THE TASK: List each line of the data below that contains the string "xmax".

▼▼▼

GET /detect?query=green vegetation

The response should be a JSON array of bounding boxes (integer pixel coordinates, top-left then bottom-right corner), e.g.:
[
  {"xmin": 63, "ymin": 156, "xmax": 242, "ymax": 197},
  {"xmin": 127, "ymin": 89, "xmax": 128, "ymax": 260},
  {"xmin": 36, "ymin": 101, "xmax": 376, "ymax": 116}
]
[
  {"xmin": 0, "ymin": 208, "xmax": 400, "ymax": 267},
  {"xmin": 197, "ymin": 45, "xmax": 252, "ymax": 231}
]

▲▲▲

WRITTEN ANSWER:
  {"xmin": 63, "ymin": 156, "xmax": 242, "ymax": 197},
  {"xmin": 127, "ymin": 89, "xmax": 128, "ymax": 260},
  {"xmin": 36, "ymin": 101, "xmax": 376, "ymax": 116}
  {"xmin": 0, "ymin": 208, "xmax": 400, "ymax": 267},
  {"xmin": 197, "ymin": 45, "xmax": 252, "ymax": 231}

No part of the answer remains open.